:: TASK REQUIREMENTS ::
Rewrite all of the entries below as a single numbered list, leaving out blank lines. Omit the pictures from your answer.

● ● ● ● ● ● ●

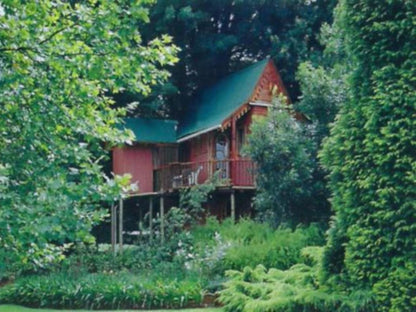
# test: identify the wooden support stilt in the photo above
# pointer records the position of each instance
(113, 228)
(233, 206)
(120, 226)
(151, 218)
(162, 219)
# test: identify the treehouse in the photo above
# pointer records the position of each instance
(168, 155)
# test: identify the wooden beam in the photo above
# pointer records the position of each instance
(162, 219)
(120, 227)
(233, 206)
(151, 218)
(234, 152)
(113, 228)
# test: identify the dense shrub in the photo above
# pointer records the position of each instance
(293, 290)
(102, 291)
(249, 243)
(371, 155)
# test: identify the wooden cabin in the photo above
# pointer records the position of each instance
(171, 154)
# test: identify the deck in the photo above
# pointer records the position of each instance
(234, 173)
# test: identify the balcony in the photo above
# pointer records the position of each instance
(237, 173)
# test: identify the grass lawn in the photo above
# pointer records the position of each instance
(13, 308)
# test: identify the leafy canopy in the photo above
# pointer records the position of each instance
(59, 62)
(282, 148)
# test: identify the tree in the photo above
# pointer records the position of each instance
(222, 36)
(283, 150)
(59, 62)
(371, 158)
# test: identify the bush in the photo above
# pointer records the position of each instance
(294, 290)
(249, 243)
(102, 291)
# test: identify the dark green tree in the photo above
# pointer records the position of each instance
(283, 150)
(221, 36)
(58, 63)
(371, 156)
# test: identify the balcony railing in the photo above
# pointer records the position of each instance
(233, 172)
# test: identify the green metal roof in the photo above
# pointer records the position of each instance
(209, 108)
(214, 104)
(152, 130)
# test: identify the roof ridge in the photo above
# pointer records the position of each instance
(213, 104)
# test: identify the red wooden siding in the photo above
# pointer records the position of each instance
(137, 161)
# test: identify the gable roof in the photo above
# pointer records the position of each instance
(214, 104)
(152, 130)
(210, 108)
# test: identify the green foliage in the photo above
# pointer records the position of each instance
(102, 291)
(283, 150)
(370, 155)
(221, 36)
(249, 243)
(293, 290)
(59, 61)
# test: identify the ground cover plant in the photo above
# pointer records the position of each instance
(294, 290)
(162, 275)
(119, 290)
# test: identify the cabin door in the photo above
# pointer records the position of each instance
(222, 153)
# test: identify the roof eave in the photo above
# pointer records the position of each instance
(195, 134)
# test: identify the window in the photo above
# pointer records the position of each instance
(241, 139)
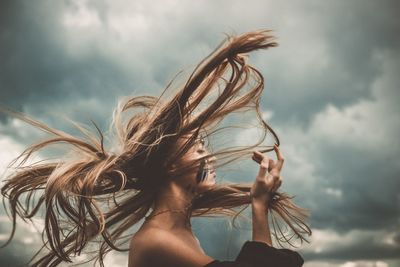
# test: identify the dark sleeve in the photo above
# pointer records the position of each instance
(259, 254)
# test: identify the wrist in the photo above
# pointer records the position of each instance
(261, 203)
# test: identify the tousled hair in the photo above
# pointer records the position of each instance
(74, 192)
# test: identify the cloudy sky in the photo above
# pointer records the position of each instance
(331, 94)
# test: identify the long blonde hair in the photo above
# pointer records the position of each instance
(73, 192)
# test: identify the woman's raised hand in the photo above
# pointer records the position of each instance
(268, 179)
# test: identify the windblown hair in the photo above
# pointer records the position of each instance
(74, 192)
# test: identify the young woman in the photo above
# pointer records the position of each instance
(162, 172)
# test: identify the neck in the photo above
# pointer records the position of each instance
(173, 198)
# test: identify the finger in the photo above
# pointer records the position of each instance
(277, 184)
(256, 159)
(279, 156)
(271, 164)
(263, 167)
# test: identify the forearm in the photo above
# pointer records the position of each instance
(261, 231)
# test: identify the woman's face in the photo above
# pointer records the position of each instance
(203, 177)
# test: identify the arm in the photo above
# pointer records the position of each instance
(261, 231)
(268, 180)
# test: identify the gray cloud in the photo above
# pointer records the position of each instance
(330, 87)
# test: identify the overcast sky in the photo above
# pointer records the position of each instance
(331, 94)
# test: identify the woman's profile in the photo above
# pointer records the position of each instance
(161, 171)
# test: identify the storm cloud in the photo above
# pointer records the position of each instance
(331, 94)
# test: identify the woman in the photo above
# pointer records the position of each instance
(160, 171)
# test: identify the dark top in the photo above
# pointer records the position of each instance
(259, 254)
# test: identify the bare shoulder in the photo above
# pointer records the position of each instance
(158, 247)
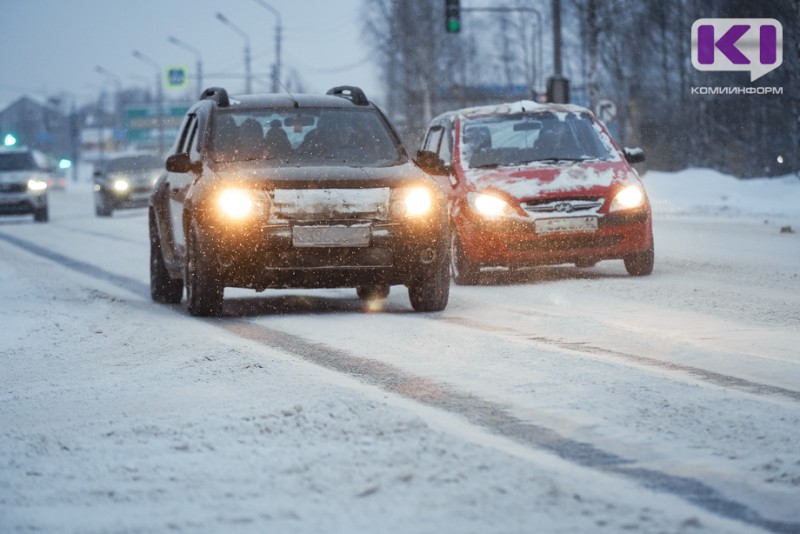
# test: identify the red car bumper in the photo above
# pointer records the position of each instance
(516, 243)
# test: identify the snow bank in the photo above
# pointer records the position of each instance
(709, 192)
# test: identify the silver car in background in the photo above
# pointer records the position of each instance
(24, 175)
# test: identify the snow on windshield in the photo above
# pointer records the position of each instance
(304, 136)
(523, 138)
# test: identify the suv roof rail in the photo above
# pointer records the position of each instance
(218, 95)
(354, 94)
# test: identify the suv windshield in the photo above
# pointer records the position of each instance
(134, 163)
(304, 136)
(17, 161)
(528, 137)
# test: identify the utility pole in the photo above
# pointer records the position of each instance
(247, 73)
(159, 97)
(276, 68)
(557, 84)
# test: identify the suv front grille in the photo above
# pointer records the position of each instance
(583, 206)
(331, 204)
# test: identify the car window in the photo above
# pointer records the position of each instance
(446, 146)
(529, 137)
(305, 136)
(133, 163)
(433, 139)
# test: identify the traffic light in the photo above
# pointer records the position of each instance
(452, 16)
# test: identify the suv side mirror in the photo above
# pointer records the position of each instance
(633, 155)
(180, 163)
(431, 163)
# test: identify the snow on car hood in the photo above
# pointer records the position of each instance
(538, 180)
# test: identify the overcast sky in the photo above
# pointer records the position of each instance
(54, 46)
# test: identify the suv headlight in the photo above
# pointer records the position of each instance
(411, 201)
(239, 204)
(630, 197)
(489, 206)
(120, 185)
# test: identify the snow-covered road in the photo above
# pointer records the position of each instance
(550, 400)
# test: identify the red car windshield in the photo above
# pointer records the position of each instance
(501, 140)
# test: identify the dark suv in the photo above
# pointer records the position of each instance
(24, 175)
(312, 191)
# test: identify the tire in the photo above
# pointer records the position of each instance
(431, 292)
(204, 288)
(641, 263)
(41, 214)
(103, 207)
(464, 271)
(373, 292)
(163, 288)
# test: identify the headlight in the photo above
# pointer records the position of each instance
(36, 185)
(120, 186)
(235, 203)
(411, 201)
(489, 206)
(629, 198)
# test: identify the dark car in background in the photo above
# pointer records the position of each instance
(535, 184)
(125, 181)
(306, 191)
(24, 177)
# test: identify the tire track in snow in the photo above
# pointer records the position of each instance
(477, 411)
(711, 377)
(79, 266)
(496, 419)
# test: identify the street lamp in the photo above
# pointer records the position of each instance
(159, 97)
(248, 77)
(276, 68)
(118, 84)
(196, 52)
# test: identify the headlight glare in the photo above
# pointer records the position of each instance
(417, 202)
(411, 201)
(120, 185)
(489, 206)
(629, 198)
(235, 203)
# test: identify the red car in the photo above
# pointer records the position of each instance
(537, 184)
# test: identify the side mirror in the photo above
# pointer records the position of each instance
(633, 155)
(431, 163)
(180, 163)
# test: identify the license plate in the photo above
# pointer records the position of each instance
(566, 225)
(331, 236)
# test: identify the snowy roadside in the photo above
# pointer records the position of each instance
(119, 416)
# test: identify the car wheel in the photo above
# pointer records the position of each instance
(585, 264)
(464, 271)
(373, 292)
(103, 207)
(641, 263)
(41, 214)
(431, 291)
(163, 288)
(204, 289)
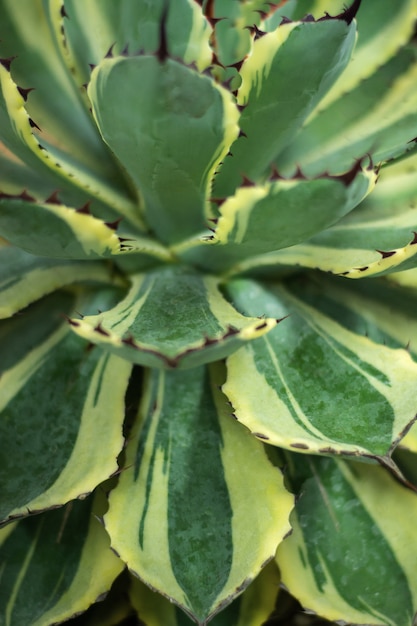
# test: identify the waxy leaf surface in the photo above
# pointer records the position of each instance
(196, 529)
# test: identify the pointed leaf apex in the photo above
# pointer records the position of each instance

● ● ● ● ● ● ●

:: FULL RESPONSE ::
1. # test: identify the wooden support stilt in the photo above
2. # pointer records the position of each instance
3. (113, 228)
4. (233, 206)
5. (120, 226)
6. (151, 218)
7. (162, 219)
8. # test: identify the treehouse in the photo above
9. # pointer records the position of each instance
10. (168, 155)
11. # test: identify the wooden beam in the photo above
12. # pointer records the position of each instance
13. (162, 219)
14. (120, 227)
15. (233, 206)
16. (151, 218)
17. (234, 152)
18. (113, 228)
19. # test: identify the dense shrub in the photo above
20. # pointer records the position of each instance
21. (293, 290)
22. (102, 291)
23. (249, 243)
24. (371, 155)
25. # test: identify the wooden cabin in the photo above
26. # pointer records the position of each instance
27. (171, 154)
28. # test: identify the deck in the photo above
29. # pointer records the position of each instance
30. (234, 173)
31. # test: identify the balcony in the photo above
32. # pointer records the position of each instance
33. (237, 173)
34. # test: identify the grass lawn in the photo above
35. # pointer records the position of each instance
36. (13, 308)
37. # test: identify the leafy canopy in the photo above
38. # pointer records the position of each instance
39. (59, 62)
40. (282, 148)
41. # test: identify the tree in the photo above
42. # pointer records the position of each instance
43. (222, 36)
44. (283, 150)
45. (59, 62)
46. (371, 158)
47. # test: identify the bush in the photo above
48. # pointer records the position of each instance
49. (294, 290)
50. (249, 243)
51. (102, 291)
52. # test: identify the dark green tree in the photo above
53. # pointer records the position of each instance
54. (283, 150)
55. (221, 36)
56. (58, 63)
57. (371, 156)
58. # test: identify the balcony railing in the photo above
59. # pointer records the position of each instance
60. (233, 172)
61. # test: identify the green metal roof in the photo above
62. # pointer records the position of each instance
63. (209, 108)
64. (214, 104)
65. (152, 130)
66. # test: identify the roof ridge in the photo above
67. # pointer records the position of each instance
68. (213, 104)
69. # test: identify the red wooden siding in the photo above
70. # pointer records the position of each instance
71. (137, 161)
72. # test: identify the gable roof in the photo above
73. # pointer records the position of each instance
74. (214, 104)
75. (152, 130)
76. (210, 108)
77. # test: identify the green foliage in the photo above
78. # pointer records the position of each instance
79. (102, 291)
80. (283, 150)
81. (370, 155)
82. (221, 36)
83. (249, 243)
84. (293, 290)
85. (59, 61)
86. # test: identify the ground cover plant in the photo above
87. # pointer records the position of each instance
88. (294, 290)
89. (162, 275)
90. (119, 290)
91. # test: identify the cabin door in the photo above
92. # pointer records the position of each instance
93. (222, 153)
94. # test: identify the roof eave in the photo above
95. # pointer records the position of each instance
96. (195, 134)
97. # test: identify the window in the photo above
98. # pointer records the position of each instance
99. (241, 139)
100. # test: identify the dark sleeve in the photo above
101. # pointer records the position of each instance
102. (259, 254)
103. # test: identify the wrist in the photo above
104. # pointer records the position of each instance
105. (261, 203)
106. # test: identify the tousled hair in the photo above
107. # pointer records the position of each instance
108. (74, 192)
109. # test: identify the cloudy sky in the photo above
110. # pointer records the position of each instance
111. (331, 94)
112. # test: identify the long blonde hair in the photo above
113. # pointer records the position of each instance
114. (73, 192)
115. # test: identify the woman's raised hand in the photo above
116. # pointer records the position of each instance
117. (268, 179)
118. # test: identify the windblown hair in the photo above
119. # pointer records the position of each instance
120. (74, 192)
121. # test: identify the young woman in the photo above
122. # pointer records the position of each instance
123. (162, 172)
124. # test: identify the neck in the photo above
125. # pointer records the position of each instance
126. (173, 198)
127. # test: identify the finger in the photo above
128. # pointer records the position of each instance
129. (277, 184)
130. (256, 159)
131. (279, 156)
132. (271, 164)
133. (263, 167)
134. # test: identify the forearm in the photo above
135. # pointer records the position of each instance
136. (261, 231)
137. # test: identify the woman's face in the photo above
138. # pointer records the position of each instance
139. (203, 177)
140. # test: identify the arm in the photo above
141. # pointer records the position of each instance
142. (261, 231)
143. (268, 180)
144. # test: identify the gray cloud in the photo above
145. # pointer records the position of each instance
146. (330, 87)
147. # test: identify the overcast sky in the photo above
148. # pointer records the position of each instance
149. (331, 94)
150. # test: identify the woman's profile in the photo above
151. # pointer records the position of each instance
152. (161, 171)
153. # test: identify the storm cloud in the photo above
154. # pointer records the position of each instance
155. (331, 94)
156. # test: identify the woman in the photo above
157. # pointer records the position of each instance
158. (160, 171)
159. # test: identify the dark top in the photo above
160. # pointer records the position of each instance
161. (259, 254)
162. # test: identify the bare shoulder in the photo above
163. # pointer records the position of each instance
164. (158, 247)
165. # test: identify the red car bumper in the photo above
166. # pointer records the position of each instance
167. (516, 243)
168. # test: identify the snow bank in the photo above
169. # pointer records the position of each instance
170. (709, 192)
171. # test: identify the silver car in background in the photo above
172. # pointer records the position of each instance
173. (24, 175)
174. # test: identify the snow on windshield in the photo above
175. # pointer records the position of each instance
176. (304, 136)
177. (523, 138)
178. # test: identify the suv roof rail in the photo above
179. # pointer records the position of each instance
180. (218, 95)
181. (354, 94)
182. # test: identify the suv windshield in the photo above
183. # pointer records the position of each instance
184. (134, 163)
185. (304, 136)
186. (17, 161)
187. (528, 137)
188. # test: identify the utility pole in the photo above
189. # pointer records the position of each instance
190. (247, 73)
191. (159, 97)
192. (276, 68)
193. (557, 84)
194. # test: identify the suv front grille in the photo above
195. # pointer records the position of each instance
196. (583, 206)
197. (331, 204)
198. # test: identify the car window in the photo above
199. # pointer records the position of each instance
200. (446, 146)
201. (529, 137)
202. (305, 136)
203. (133, 163)
204. (433, 139)
205. # test: identify the traffic light in the photo above
206. # pointer records the position of each instance
207. (452, 16)
208. # test: identify the suv side mirror in the photo above
209. # pointer records the position of each instance
210. (633, 155)
211. (180, 163)
212. (431, 163)
213. # test: identify the snow on car hood in the photo above
214. # pointer records the position of each instance
215. (538, 180)
216. # test: identify the overcast sky in the photo above
217. # pointer records the position of each instance
218. (54, 46)
219. # test: identify the suv headlight in the photo above
220. # pointer records the position of each instance
221. (411, 201)
222. (239, 204)
223. (630, 197)
224. (489, 206)
225. (120, 185)
226. # test: identify the snow-covered road in the photo above
227. # pointer records the position of each instance
228. (550, 400)
229. # test: identify the red car windshield in the photo above
230. # pointer records the position of each instance
231. (501, 140)
232. # test: identify the dark suv in the photo above
233. # pointer records the position of each instance
234. (24, 175)
235. (312, 191)
236. # test: identify the tire in the photo above
237. # pointer records the position of each instance
238. (431, 292)
239. (204, 288)
240. (641, 263)
241. (41, 214)
242. (103, 207)
243. (464, 271)
244. (373, 292)
245. (163, 288)
246. # test: identify the headlight in the photo above
247. # pointer records the position of each instance
248. (36, 185)
249. (120, 186)
250. (235, 203)
251. (411, 201)
252. (489, 206)
253. (629, 198)
254. # test: identify the dark car in background in the photo above
255. # pointer records the position of each instance
256. (535, 184)
257. (125, 181)
258. (306, 191)
259. (24, 177)
260. # test: identify the tire track in snow in the photo above
261. # pointer records the position of each instance
262. (477, 411)
263. (711, 377)
264. (79, 266)
265. (496, 419)
266. # test: identify the street lamp in the photo above
267. # pointer records the position of each instance
268. (159, 97)
269. (248, 77)
270. (276, 68)
271. (118, 84)
272. (196, 52)
273. # test: identify the headlight glare in the photo above
274. # pointer records the position of each instance
275. (417, 202)
276. (411, 201)
277. (120, 185)
278. (489, 206)
279. (629, 198)
280. (235, 203)
281. # test: identify the red car in the photo above
282. # pointer records the position of each instance
283. (537, 184)
284. # test: identify the side mirror in the photo above
285. # pointer records the position of each instance
286. (633, 155)
287. (431, 163)
288. (180, 163)
289. # test: identify the license plate in the photo above
290. # pointer records the position of each instance
291. (566, 225)
292. (331, 236)
293. # test: identify the snowy roadside in the photo above
294. # pointer records the position of each instance
295. (119, 416)
296. # test: identify the car wheel in the photo above
297. # pointer records the position of each instance
298. (585, 264)
299. (464, 271)
300. (373, 292)
301. (103, 207)
302. (641, 263)
303. (41, 214)
304. (431, 291)
305. (163, 288)
306. (204, 289)
307. # test: identify the waxy leaf surface in the photo above
308. # pointer records the position of each instance
309. (196, 529)
310. # test: identify the pointed leaf apex in the photo above
311. # pointer records the position of each instance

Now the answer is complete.